(OBJECTIVES)
#1 Answer these questions from the blog post on miracles:
(a) According to Air France, how many people were injured in the crash?
(b) Who praised the crew at Air France headquarters?
(c) By what does the post say God calls every star?
#2 Quote the blog post on miracles word for word, starting with "At Air France" and going on through "Spinetta said Wednesday.".

(SELECTED PASSAGE)
◇ ◇ ◇ ◇ ◇

Thursday, August 04, 2005

Miracles and the Wonderous

Miracles

What defines a miracle? Are miracles every day occurances or something that only happens to the spiritually elite? The Lucky? The seeking?

I am learning to find miracles in every day little things to the largest things in life.

I am blown away that Airbus A340 accident on August 3rd 2005 at Lester B. Pearson Toronto airport did not claim any lives. As AOL.CA reported:

Air France said 22 people were injured, while Toronto airport officials said 43 were hurt. The wreckage of the jetliner smoldered Wednesday near a busy highway in what a Paris newspaper called ''The miracle of the Air France Airbus.''

At Air France headquarters in Roissy, France, airline chairman Jean-Cyril Spinetta praised the crew.

''I don't know if we should speak of a miracle ... but above all the professionalism of the crew,'' Spinetta said Wednesday.

Whatever Spinetta believes, yes this was a miracle on a grand scale. The chances of anyone escaping a fiery plane crash are usually slim to none.

What makes us believe that miracles don't happen?

Lack of faith that someone other than ourselves intervened on our behalf? Refusal to believe in the supernatural? Failure to acknowledge the miraculous?

What constitutes a miracle?

I submit that a miracle is anything that we as humans could not control, predict for, manipulate, or create. A miracle is something we know deep down inside could not of been swayed one way or the other by human intervention.

It is a brush with a purpose and design far above our mortalism.

It is a brush with God.

From the airbus A340 to the stars flung into the sky, to the miracle of conception, to the miracle of daily life, waking up every day still breathing, we are all touched by the miraculous every day.

God says that life is a miracle. We were knit in our mother's womb by His hands, He knows every hair on our heads, we can hardly state that. He calls every star by name. Did you ever try to count the stars? Try. When you lose track of where you started, and you will, remember he calls each by name and keeps track of every single one. Even NASA cannot even boast of that one accomplishment.

◇ ◇ ◇ ◇ ◇

(DATA EXTRACT)
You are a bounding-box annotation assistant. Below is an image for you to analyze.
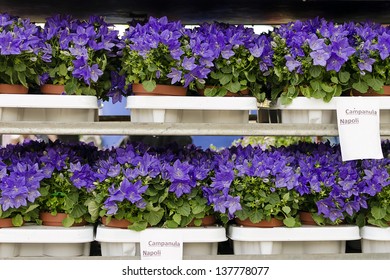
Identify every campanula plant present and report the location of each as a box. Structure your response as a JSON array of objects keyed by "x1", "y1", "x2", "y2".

◇ ◇ ◇ ◇ ◇

(TASK SOLUTIONS)
#1
(a) 22 people.
(b) Airline chairman Jean-Cyril Spinetta.
(c) By name.

#2
At Air France headquarters in Roissy, France, airline chairman Jean-Cyril Spinetta praised the crew.

''I don't know if we should speak of a miracle ... but above all the professionalism of the crew,'' Spinetta said Wednesday.